### TEXT PASSAGE
Conventional wisdom would maintain that fibrillating myocardium suffers prohibitive deterioration over time16–18; however, the administration of CPR and epinephrine in our experimental model appeared to compensate adequately for the metabolic costs of briefly extending VF. Classic descriptions of early fibrillatory contractions by Garrey et al19 suggest the possibility that VF might itself prove capable of ameliorating postarrhythmic myocardial dysfunction through augmentation of coronary perfusion during CPR. Although irregular, high-frequency membrane potential oscillations unique to VF could conceivably have resulted in favorable increases in intracellular calcium and postextrasystolic potentiation of fibrillatory contractions,20,21 we could not demonstrate significantly higher coronary perfusion pressures in VF than during PEA or asystole in our present model.

### WHAT TO WORK ON
• A. In the passage on fibrillating myocardium, what could the authors not demonstrate in their present model?
• B. Extract from the passage on fibrillating myocardium the stretch from "Conventional wisdom would" through "our present model.".
Rely only on the passage on fibrillating myocardium for your answers.

### SOURCE MATERIAL
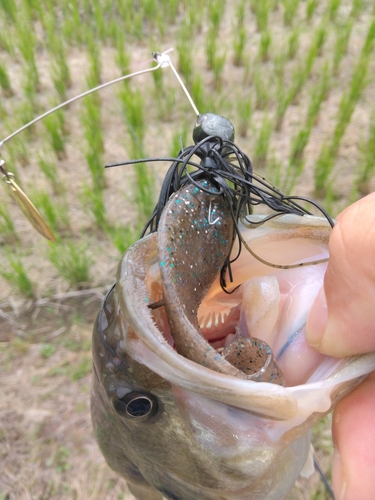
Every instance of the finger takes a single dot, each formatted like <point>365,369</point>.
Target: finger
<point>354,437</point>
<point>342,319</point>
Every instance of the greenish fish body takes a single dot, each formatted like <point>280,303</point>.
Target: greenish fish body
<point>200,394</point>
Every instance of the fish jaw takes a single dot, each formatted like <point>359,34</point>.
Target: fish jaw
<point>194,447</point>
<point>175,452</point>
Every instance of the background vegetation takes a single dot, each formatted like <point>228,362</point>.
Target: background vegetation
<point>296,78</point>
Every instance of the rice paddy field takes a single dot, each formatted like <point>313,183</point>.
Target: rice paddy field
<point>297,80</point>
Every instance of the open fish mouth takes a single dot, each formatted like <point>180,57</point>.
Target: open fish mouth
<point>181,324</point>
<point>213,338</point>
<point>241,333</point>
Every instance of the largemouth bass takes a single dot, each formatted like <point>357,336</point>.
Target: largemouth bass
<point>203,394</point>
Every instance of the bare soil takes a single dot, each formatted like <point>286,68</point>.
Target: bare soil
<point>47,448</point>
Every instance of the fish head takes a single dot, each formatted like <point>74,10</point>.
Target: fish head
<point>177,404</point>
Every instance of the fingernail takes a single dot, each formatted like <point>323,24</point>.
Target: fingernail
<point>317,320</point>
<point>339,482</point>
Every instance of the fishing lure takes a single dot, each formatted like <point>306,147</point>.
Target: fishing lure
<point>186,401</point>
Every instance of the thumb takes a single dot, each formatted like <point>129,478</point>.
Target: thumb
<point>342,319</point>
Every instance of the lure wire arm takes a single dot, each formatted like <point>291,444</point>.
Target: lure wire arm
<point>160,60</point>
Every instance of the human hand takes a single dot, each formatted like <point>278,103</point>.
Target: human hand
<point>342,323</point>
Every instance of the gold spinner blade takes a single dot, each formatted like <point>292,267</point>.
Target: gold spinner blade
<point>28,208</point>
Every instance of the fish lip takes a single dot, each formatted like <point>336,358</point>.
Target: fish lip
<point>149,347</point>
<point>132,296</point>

* * *

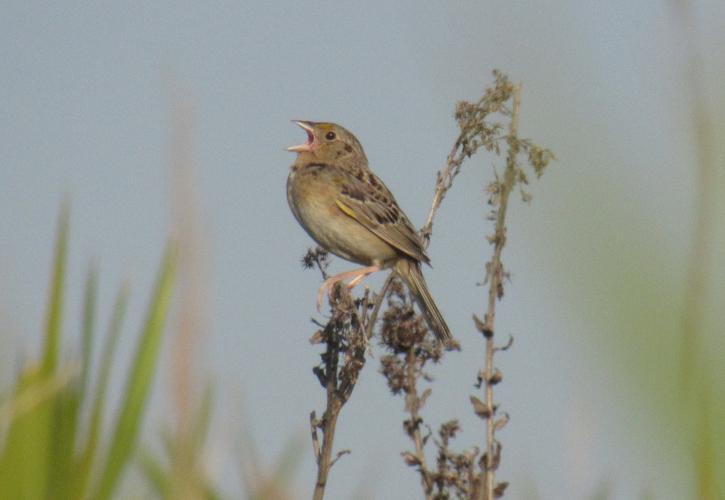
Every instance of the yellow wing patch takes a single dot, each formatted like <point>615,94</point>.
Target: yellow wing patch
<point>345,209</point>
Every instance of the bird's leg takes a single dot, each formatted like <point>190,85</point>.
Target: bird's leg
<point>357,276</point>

### OUTPUTS FOR THE TASKS
• A. They could not demonstrate significantly higher coronary perfusion pressures in VF than during PEA or asystole.

• B.
Conventional wisdom would maintain that fibrillating myocardium suffers prohibitive deterioration over time16–18; however, the administration of CPR and epinephrine in our experimental model appeared to compensate adequately for the metabolic costs of briefly extending VF. Classic descriptions of early fibrillatory contractions by Garrey et al19 suggest the possibility that VF might itself prove capable of ameliorating postarrhythmic myocardial dysfunction through augmentation of coronary perfusion during CPR. Although irregular, high-frequency membrane potential oscillations unique to VF could conceivably have resulted in favorable increases in intracellular calcium and postextrasystolic potentiation of fibrillatory contractions,20,21 we could not demonstrate significantly higher coronary perfusion pressures in VF than during PEA or asystole in our present model.